- **Opdracht**
Bewerk alle regels hieronder door elk voorkomen van "black hijab" te vervangen door "black headscarf". Laat al het overige ongewijzigd.

- **Vermelde regels**
____

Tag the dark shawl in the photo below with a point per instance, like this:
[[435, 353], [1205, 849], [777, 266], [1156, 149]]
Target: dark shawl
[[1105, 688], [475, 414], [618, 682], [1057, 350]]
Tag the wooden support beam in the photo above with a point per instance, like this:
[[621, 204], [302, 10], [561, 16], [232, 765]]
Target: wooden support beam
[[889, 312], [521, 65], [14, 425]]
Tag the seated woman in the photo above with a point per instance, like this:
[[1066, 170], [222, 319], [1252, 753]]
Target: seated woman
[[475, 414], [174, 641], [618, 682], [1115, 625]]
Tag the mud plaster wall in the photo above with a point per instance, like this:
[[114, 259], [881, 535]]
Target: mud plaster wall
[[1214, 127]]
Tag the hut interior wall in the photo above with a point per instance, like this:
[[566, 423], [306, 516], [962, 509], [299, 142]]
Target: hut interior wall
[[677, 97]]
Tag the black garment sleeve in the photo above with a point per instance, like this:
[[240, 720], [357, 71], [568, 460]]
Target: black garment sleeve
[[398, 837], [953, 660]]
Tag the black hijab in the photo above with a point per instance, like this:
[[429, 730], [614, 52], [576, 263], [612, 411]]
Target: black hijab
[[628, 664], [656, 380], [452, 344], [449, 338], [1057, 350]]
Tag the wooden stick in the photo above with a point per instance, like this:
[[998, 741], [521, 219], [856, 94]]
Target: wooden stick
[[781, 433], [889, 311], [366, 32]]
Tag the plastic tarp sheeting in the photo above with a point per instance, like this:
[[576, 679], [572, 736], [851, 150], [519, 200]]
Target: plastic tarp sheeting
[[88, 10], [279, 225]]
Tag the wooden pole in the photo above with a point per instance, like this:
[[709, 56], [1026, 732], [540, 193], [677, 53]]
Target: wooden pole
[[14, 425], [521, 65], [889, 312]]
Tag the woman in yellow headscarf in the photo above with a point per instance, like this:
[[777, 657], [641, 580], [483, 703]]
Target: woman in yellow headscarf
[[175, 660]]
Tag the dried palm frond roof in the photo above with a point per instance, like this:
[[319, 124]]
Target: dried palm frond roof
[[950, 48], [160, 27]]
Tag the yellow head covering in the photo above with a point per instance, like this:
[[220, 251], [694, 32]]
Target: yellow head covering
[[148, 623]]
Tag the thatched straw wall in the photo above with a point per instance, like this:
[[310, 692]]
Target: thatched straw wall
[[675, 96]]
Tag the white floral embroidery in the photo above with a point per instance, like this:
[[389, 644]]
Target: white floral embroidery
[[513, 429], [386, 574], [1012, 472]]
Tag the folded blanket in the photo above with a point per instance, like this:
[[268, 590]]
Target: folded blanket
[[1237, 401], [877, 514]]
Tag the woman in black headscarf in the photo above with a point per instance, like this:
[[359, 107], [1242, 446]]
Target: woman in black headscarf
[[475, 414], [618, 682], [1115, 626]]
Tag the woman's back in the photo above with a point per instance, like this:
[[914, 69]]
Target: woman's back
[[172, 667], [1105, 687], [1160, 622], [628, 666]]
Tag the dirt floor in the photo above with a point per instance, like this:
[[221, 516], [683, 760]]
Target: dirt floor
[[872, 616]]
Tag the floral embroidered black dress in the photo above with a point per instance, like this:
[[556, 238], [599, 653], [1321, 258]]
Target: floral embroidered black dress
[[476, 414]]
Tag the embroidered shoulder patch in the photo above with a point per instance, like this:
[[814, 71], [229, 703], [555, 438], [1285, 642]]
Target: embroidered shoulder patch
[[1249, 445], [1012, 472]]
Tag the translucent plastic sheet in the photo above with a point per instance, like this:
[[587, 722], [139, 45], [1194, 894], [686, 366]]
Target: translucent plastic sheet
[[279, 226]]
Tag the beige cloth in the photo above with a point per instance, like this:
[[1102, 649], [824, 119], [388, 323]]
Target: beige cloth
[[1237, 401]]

____

- **Antwoord oefening**
Tag the dark shawl in the photo below with a point per instance, like this:
[[435, 353], [1205, 849], [777, 266], [1156, 149]]
Target: dark shawl
[[1105, 688], [475, 414], [618, 682], [1057, 350]]
Tag the wooden support beam in the photo above with a point per instance, like this:
[[621, 204], [302, 10], [561, 16], [232, 765]]
Target: wooden support beam
[[889, 312], [521, 65], [14, 425]]
Tag the seated woman in the photo above with a point per instance, like this:
[[1066, 170], [222, 319], [1252, 753]]
Target: seated woman
[[475, 414], [174, 641], [618, 682], [1115, 625]]
Tag the mud plaster wall in the photo above with a point per instance, like this:
[[114, 259], [881, 535]]
Target: mud plaster wall
[[1214, 127]]
Tag the hut interior wall in the photo above with a point per instance, like this:
[[566, 423], [306, 516], [962, 509], [299, 142]]
Target: hut interior wall
[[677, 97]]
Tag the black garment sleeve in the photo above with a point per instance, like this:
[[240, 720], [357, 71], [568, 460]]
Target: black garment sleeve
[[398, 837], [953, 660]]
Tag the black headscarf in the photo above with a point per instance, like this:
[[429, 730], [614, 52], [576, 263], [612, 411]]
Target: black headscarf
[[628, 664], [656, 380], [452, 344], [449, 338], [1057, 350]]
Tag the wooden stick in the photo above with a point per instance, like this:
[[998, 741], [521, 219], [856, 94]]
Target: wooden stick
[[781, 433], [889, 311], [366, 32]]
Tag the plastic tarp sheeting in the photo above with a point per instance, like this:
[[576, 679], [572, 736], [851, 150], [519, 200]]
Target: plastic tarp sheeting
[[88, 10], [279, 225]]
Tag the wooden pole in the photo above with a point per instance, like this:
[[709, 56], [1026, 732], [540, 193], [677, 53]]
Target: wooden pole
[[14, 425], [521, 65], [889, 312]]
Tag the woman in yellow headscarf in the photo above with a point per instance, like this:
[[777, 657], [641, 580], [483, 703]]
Target: woman in yellow headscarf
[[175, 660]]
Tag the dried palm frond roof in the photo above with a point per instance, like this:
[[319, 124]]
Target: dried palm frond roof
[[950, 48], [160, 27]]
Tag the yellow head covering in the photo above with a point per instance, like this:
[[220, 251], [694, 32]]
Target: yellow head covering
[[148, 623]]
Tag the thatched straw wall in the photo above with a point per instance, like this:
[[310, 692]]
Target: thatched straw wall
[[675, 96]]
Tag the white floral embroidery in the photo above with a point per instance, like this:
[[389, 644]]
Target: white floral embroidery
[[513, 429], [386, 574], [1012, 472]]
Tag the folded blanket in the photo above with a point per instance, like this:
[[268, 590]]
Target: folded blanket
[[1237, 401], [877, 514]]
Tag the woman in black headscarf in the photo above with a point per instance, like this:
[[359, 107], [1242, 446]]
Target: woman in black headscarf
[[475, 414], [618, 682], [1115, 626]]
Tag the woman's back in the photo above with a point per instance, like this:
[[914, 69]]
Target: woman's back
[[172, 667], [1105, 687], [1160, 622], [628, 666]]
Tag the dirt floor in the photo above with a point per instance, like this:
[[221, 516], [683, 760]]
Target: dirt floor
[[872, 616]]
Tag the floral embroidered black dress in the photo above with a point per instance, like this:
[[556, 238], [599, 653], [1321, 258]]
Target: floral embroidered black dress
[[476, 414]]
Tag the embroidered shoulder patch in the photo above with a point per instance, like this:
[[814, 71], [229, 703], [555, 438], [1285, 642]]
Target: embroidered shoulder patch
[[1249, 445], [1012, 472]]
Tag the translucent plastic sheet in the photo above with a point per instance, like this:
[[587, 722], [139, 45], [1194, 894], [686, 366]]
Target: translucent plastic sheet
[[279, 226]]
Tag the beige cloth in the photo above with a point per instance, like this:
[[1102, 649], [824, 119], [388, 323]]
Target: beige cloth
[[1237, 401]]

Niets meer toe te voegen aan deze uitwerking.